** Opening EXTRACTED DATA block **

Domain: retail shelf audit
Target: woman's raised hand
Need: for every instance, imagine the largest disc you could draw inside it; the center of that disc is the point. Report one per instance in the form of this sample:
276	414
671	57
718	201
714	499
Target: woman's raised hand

** Closing EXTRACTED DATA block **

# REQUIRED ACTION
Please write out, exactly as they appear, the line that contains "Need: for every" and every line after it up to the end of the entries above, and no others.

# TASK SOLUTION
Need: for every instance, imagine the largest disc you could draw inside it; the center of that disc is the point. Report one per instance in the form of this sample:
276	414
671	57
718	201
714	499
Target: woman's raised hand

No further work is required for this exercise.